▸ **THE PROBLEM**: Quote every line below exactly as it reads.
[start MATERIAL PROVIDED]
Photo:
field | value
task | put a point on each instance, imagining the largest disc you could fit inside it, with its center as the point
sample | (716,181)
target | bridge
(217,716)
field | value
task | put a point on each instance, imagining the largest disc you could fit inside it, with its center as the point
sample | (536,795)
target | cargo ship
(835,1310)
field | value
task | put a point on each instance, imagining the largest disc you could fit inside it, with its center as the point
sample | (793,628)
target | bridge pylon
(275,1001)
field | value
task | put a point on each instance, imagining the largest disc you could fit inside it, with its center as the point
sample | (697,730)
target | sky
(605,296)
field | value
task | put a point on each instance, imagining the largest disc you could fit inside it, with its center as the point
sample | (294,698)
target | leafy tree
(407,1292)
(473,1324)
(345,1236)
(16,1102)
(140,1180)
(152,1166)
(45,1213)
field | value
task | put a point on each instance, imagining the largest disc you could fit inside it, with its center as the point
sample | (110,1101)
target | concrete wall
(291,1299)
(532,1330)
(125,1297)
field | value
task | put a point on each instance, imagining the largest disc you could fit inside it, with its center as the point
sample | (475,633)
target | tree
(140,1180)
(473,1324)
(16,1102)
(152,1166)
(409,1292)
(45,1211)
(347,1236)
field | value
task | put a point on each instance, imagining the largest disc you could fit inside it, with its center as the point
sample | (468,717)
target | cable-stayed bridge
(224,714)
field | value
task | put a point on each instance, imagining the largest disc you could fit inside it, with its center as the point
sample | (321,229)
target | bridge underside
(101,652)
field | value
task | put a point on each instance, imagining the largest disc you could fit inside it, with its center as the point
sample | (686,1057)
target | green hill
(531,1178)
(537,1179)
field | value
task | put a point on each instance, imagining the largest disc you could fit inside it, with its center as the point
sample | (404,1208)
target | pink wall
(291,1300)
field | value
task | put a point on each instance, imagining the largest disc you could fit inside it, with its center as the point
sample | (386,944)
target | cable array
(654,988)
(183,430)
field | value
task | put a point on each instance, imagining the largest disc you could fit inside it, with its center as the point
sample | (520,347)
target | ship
[end MATERIAL PROVIDED]
▸ **PROBLEM SOLUTION**:
Photo:
field | value
task | put a point on each instance, imagining the largest disc you could fit inside it, with its center as the point
sample | (716,181)
target | bridge
(217,716)
field | value
task | put a point on each instance, imagining the largest disc you could fit inside it, with its center as the point
sample | (536,795)
target | cargo ship
(835,1310)
field | value
task | put a point on each instance, imagining the largest disc you could fit inside it, with its center as the point
sample | (793,628)
target | bridge pylon
(275,1001)
field | value
task | put a point on each instance, imagining the largest disc you could fit inside it, with its center as the point
sample | (697,730)
target | sky
(605,296)
field | value
task | put a point on each instance, imagining the largest disc you could fit inside it, with its center as the point
sample | (294,698)
target | leafy tree
(407,1292)
(473,1324)
(345,1236)
(16,1102)
(140,1180)
(152,1166)
(45,1213)
field | value
task | put a point on each instance, imagining the largest disc you could fit inside it, with its center as the point
sample | (110,1101)
target | concrete wall
(291,1299)
(532,1330)
(125,1297)
field | value
task | put a point on each instance, imagining the largest disc you could fit inside it, with its center as the point
sample | (475,633)
target | tree
(140,1180)
(473,1324)
(16,1102)
(152,1166)
(409,1292)
(45,1211)
(347,1236)
field | value
task | put a point on each instance, imagining the largest disc you could fit inside it, with its center as the point
sample | (468,717)
target | cable-stayed bridge
(224,714)
field | value
task | put a point on each instance, imagining the largest disc you could fit inside it, with its center as the point
sample | (321,229)
target | bridge underside
(101,652)
field | value
task | put a point on each instance, imagining the largest disc you could fit inside it, with its center as the point
sample | (686,1057)
target | green hill
(531,1178)
(537,1179)
field | value
task | put a point on each instance, imagining the largest disc you could fit inside it, with its center as the point
sample | (404,1208)
target | pink wall
(291,1300)
field | value
task | put a point on each instance, imagining the largest disc you could fit inside it, with its center as the point
sample | (386,944)
target | cable array
(654,988)
(183,430)
field | value
task | put a point on each instance, imagining the largest disc you could fit inside it, with its center as the point
sample | (520,347)
target | ship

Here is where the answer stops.